Aim of the task:
Reproduce the whole listing, character for character.

Recorded data:
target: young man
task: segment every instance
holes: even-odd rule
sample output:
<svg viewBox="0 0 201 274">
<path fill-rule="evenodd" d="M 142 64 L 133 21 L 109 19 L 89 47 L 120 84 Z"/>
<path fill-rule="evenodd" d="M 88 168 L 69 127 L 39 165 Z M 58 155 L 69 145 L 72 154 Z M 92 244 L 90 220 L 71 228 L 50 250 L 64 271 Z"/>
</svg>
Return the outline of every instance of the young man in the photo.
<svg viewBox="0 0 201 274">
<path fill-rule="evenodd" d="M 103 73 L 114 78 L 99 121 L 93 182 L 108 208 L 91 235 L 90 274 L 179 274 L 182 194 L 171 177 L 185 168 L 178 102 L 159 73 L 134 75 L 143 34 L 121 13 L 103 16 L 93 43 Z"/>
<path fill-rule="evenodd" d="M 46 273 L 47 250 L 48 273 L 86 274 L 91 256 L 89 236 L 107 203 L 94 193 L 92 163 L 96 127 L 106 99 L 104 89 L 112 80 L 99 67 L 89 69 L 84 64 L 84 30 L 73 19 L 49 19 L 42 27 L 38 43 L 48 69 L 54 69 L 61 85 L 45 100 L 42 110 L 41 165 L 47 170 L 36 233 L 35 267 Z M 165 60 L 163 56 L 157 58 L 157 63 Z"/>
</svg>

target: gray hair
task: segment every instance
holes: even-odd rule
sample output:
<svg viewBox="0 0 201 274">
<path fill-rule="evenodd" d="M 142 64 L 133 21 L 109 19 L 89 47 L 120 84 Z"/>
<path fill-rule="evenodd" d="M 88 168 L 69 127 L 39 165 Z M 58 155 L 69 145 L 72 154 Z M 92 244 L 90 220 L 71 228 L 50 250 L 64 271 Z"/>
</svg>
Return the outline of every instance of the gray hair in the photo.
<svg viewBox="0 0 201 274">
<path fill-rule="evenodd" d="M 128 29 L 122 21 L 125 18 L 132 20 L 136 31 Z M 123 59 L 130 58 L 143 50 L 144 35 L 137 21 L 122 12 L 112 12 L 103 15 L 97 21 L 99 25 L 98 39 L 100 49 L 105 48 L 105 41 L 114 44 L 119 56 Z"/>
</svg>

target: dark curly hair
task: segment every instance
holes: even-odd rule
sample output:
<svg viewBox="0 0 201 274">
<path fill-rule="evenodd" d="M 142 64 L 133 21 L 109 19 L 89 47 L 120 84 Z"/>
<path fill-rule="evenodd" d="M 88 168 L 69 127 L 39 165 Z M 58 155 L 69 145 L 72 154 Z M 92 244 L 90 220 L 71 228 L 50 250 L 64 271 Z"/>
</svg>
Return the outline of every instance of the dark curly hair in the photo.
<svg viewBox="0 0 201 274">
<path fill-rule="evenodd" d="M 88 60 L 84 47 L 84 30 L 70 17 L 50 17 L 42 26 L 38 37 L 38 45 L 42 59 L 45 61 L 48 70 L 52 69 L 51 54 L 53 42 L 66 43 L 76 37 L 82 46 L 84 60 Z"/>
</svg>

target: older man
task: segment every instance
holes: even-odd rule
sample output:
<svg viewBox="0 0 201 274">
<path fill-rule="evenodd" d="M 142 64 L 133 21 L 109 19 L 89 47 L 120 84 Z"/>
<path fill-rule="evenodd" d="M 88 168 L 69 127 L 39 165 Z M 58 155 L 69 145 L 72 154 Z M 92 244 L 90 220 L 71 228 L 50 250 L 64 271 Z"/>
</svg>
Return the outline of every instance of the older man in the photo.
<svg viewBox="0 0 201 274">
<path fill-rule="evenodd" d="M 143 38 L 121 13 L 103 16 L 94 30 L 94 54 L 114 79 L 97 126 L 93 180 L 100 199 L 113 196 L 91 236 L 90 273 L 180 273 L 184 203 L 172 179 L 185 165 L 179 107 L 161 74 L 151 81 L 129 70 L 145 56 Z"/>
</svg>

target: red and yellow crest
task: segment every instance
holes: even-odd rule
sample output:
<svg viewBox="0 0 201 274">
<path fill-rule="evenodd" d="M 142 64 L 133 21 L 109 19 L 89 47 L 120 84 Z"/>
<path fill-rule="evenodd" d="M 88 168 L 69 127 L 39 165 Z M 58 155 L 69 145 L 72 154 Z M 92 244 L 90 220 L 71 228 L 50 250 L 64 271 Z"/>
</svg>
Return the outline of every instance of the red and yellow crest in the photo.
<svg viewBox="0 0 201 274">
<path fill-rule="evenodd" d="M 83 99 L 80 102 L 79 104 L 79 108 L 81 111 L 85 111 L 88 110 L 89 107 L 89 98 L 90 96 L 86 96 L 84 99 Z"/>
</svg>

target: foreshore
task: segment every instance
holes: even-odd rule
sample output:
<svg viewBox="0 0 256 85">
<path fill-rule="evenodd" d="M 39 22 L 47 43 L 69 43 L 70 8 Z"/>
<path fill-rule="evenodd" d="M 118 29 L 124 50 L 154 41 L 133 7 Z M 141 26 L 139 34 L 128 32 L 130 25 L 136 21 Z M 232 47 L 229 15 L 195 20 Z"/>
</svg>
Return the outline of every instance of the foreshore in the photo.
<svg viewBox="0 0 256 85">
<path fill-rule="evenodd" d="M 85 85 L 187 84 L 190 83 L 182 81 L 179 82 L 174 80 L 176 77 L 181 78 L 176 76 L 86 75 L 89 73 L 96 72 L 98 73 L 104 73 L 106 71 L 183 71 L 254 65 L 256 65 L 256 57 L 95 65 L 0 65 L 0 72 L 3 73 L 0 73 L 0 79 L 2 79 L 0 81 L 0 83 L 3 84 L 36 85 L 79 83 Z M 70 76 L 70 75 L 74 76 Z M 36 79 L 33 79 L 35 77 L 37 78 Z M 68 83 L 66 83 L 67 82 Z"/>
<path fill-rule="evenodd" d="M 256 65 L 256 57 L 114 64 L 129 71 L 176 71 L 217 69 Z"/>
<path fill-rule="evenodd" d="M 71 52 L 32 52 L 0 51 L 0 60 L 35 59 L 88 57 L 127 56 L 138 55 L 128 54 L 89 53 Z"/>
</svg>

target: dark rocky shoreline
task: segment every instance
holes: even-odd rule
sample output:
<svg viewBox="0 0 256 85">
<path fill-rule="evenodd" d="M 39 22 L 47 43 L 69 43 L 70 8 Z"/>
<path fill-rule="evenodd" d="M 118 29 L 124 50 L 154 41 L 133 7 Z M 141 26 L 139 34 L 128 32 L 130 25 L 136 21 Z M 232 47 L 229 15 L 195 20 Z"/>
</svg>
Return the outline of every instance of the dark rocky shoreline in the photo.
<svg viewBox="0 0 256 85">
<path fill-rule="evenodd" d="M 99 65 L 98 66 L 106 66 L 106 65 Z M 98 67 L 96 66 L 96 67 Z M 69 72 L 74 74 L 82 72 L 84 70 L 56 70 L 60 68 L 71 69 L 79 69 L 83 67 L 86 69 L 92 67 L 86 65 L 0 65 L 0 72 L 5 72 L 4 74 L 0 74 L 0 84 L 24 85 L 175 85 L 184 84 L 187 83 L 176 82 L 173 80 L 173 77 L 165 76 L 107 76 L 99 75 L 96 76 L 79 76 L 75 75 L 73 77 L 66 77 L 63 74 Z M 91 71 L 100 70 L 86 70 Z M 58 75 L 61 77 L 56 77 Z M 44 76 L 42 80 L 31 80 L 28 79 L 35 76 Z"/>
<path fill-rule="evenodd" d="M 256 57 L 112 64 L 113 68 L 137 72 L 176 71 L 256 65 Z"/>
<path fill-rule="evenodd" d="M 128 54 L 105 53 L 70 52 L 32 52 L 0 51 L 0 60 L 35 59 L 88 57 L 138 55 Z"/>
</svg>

Exercise answer:
target: young man
task: segment every instance
holes: even-odd rule
sample output:
<svg viewBox="0 0 201 274">
<path fill-rule="evenodd" d="M 142 64 L 133 21 L 109 19 L 89 47 L 120 84 Z"/>
<path fill-rule="evenodd" d="M 88 168 L 69 127 L 39 165 Z M 58 155 L 69 145 L 72 154 Z M 92 244 L 90 220 L 71 228 L 50 250 L 64 271 Z"/>
</svg>
Return the outline of every instance of the young man in the photo.
<svg viewBox="0 0 201 274">
<path fill-rule="evenodd" d="M 103 73 L 114 78 L 99 121 L 93 182 L 108 208 L 91 235 L 90 274 L 179 274 L 182 194 L 171 177 L 185 168 L 178 102 L 159 73 L 134 75 L 143 34 L 121 13 L 103 16 L 93 43 Z"/>
<path fill-rule="evenodd" d="M 46 273 L 47 250 L 48 273 L 86 274 L 91 256 L 89 236 L 107 203 L 94 193 L 92 163 L 96 127 L 106 99 L 104 89 L 112 80 L 99 67 L 89 69 L 84 64 L 84 30 L 73 19 L 49 19 L 42 27 L 38 43 L 48 69 L 54 69 L 61 85 L 45 100 L 42 110 L 41 165 L 47 170 L 36 233 L 35 267 Z M 165 60 L 163 56 L 157 58 L 157 63 Z"/>
</svg>

target: gray hair
task: segment every instance
holes: even-odd rule
sample output:
<svg viewBox="0 0 201 274">
<path fill-rule="evenodd" d="M 142 64 L 133 21 L 109 19 L 89 47 L 120 84 Z"/>
<path fill-rule="evenodd" d="M 88 168 L 69 127 L 39 165 Z M 58 155 L 69 145 L 72 154 Z M 92 244 L 90 220 L 71 228 L 50 250 L 64 271 Z"/>
</svg>
Return the outline of every instance of the gray hair in the photo.
<svg viewBox="0 0 201 274">
<path fill-rule="evenodd" d="M 128 29 L 122 21 L 125 18 L 132 20 L 136 31 Z M 123 59 L 130 58 L 143 50 L 144 35 L 137 21 L 122 12 L 112 12 L 103 15 L 97 21 L 99 25 L 98 39 L 100 49 L 105 48 L 105 41 L 114 44 L 119 56 Z"/>
</svg>

target: dark curly hair
task: segment every instance
holes: even-odd rule
sample output:
<svg viewBox="0 0 201 274">
<path fill-rule="evenodd" d="M 142 64 L 133 21 L 109 19 L 89 47 L 120 84 Z"/>
<path fill-rule="evenodd" d="M 88 168 L 69 127 L 39 165 Z M 58 155 L 69 145 L 72 154 Z M 92 244 L 90 220 L 71 228 L 50 250 L 64 271 Z"/>
</svg>
Return the outline of every instance of the dark curly hair in the photo.
<svg viewBox="0 0 201 274">
<path fill-rule="evenodd" d="M 88 60 L 84 47 L 84 30 L 70 17 L 50 17 L 42 26 L 38 37 L 38 45 L 42 59 L 45 61 L 48 70 L 52 69 L 51 54 L 53 42 L 66 43 L 76 37 L 82 46 L 84 60 Z"/>
</svg>

target: older man
task: segment every instance
holes: even-odd rule
sample output:
<svg viewBox="0 0 201 274">
<path fill-rule="evenodd" d="M 142 64 L 133 21 L 109 19 L 89 47 L 120 84 Z"/>
<path fill-rule="evenodd" d="M 88 168 L 69 127 L 39 165 Z M 58 155 L 69 145 L 72 154 Z M 92 244 L 90 220 L 71 228 L 50 250 L 64 271 Z"/>
</svg>
Return the outline of every instance of the older man in the photo.
<svg viewBox="0 0 201 274">
<path fill-rule="evenodd" d="M 143 38 L 121 13 L 103 16 L 94 30 L 94 54 L 114 79 L 97 126 L 93 180 L 100 199 L 113 196 L 91 236 L 90 273 L 180 273 L 184 203 L 172 179 L 185 165 L 179 107 L 161 74 L 151 81 L 129 70 L 145 56 Z"/>
</svg>

target: red and yellow crest
task: segment every instance
holes: even-odd rule
sample output:
<svg viewBox="0 0 201 274">
<path fill-rule="evenodd" d="M 142 64 L 133 21 L 109 19 L 89 47 L 120 84 Z"/>
<path fill-rule="evenodd" d="M 88 168 L 69 127 L 39 165 Z M 58 155 L 69 145 L 72 154 Z M 92 244 L 90 220 L 71 228 L 50 250 L 64 271 Z"/>
</svg>
Return the outline of every instance of the red and yellow crest in the photo.
<svg viewBox="0 0 201 274">
<path fill-rule="evenodd" d="M 83 99 L 80 102 L 79 104 L 79 108 L 81 111 L 85 111 L 88 110 L 89 107 L 89 98 L 90 96 L 86 96 L 84 99 Z"/>
</svg>

target: foreshore
task: segment every instance
holes: even-odd rule
sample output:
<svg viewBox="0 0 256 85">
<path fill-rule="evenodd" d="M 39 22 L 47 43 L 69 43 L 70 8 Z"/>
<path fill-rule="evenodd" d="M 118 29 L 124 50 L 154 41 L 133 7 Z M 141 26 L 139 34 L 128 32 L 130 25 L 136 21 Z M 232 47 L 229 15 L 195 20 Z"/>
</svg>
Return the outline of every instance of the foreshore in the photo.
<svg viewBox="0 0 256 85">
<path fill-rule="evenodd" d="M 85 85 L 187 84 L 190 83 L 182 81 L 179 82 L 174 80 L 176 77 L 181 78 L 176 76 L 86 75 L 89 73 L 96 72 L 98 73 L 104 73 L 106 71 L 183 71 L 254 65 L 256 65 L 256 57 L 95 65 L 0 65 L 0 72 L 3 73 L 0 73 L 0 79 L 2 79 L 0 81 L 0 83 L 3 84 L 36 85 L 79 83 Z M 70 76 L 70 75 L 74 76 Z M 36 79 L 33 79 L 35 77 L 37 78 Z M 68 83 L 66 83 L 67 82 Z"/>
<path fill-rule="evenodd" d="M 256 65 L 256 57 L 114 64 L 129 71 L 176 71 L 217 69 Z"/>
<path fill-rule="evenodd" d="M 71 52 L 32 52 L 0 51 L 0 60 L 35 59 L 88 57 L 127 56 L 138 55 L 128 54 L 89 53 Z"/>
</svg>

target: dark rocky shoreline
task: segment every instance
holes: even-odd rule
sample output:
<svg viewBox="0 0 256 85">
<path fill-rule="evenodd" d="M 39 22 L 47 43 L 69 43 L 70 8 Z"/>
<path fill-rule="evenodd" d="M 118 29 L 124 50 L 154 41 L 133 7 Z M 141 26 L 139 34 L 128 32 L 130 25 L 136 21 Z M 232 47 L 229 15 L 195 20 Z"/>
</svg>
Return the outline of every instance of the dark rocky shoreline in the photo.
<svg viewBox="0 0 256 85">
<path fill-rule="evenodd" d="M 99 65 L 98 66 L 106 66 L 106 65 Z M 98 67 L 96 66 L 96 67 Z M 69 72 L 74 74 L 82 72 L 84 70 L 56 70 L 60 68 L 71 69 L 79 69 L 83 67 L 86 69 L 92 67 L 86 65 L 0 65 L 0 72 L 5 72 L 4 74 L 0 74 L 0 84 L 24 85 L 175 85 L 184 84 L 187 83 L 176 82 L 173 80 L 173 77 L 165 76 L 107 76 L 99 75 L 96 76 L 79 76 L 75 75 L 73 77 L 66 77 L 63 74 Z M 91 71 L 100 70 L 86 70 Z M 58 75 L 61 77 L 56 77 Z M 44 76 L 42 80 L 31 80 L 28 79 L 35 76 Z"/>
<path fill-rule="evenodd" d="M 256 57 L 112 64 L 113 68 L 137 72 L 176 71 L 256 65 Z"/>
<path fill-rule="evenodd" d="M 128 54 L 105 53 L 70 52 L 32 52 L 0 51 L 0 60 L 35 59 L 88 57 L 138 55 Z"/>
</svg>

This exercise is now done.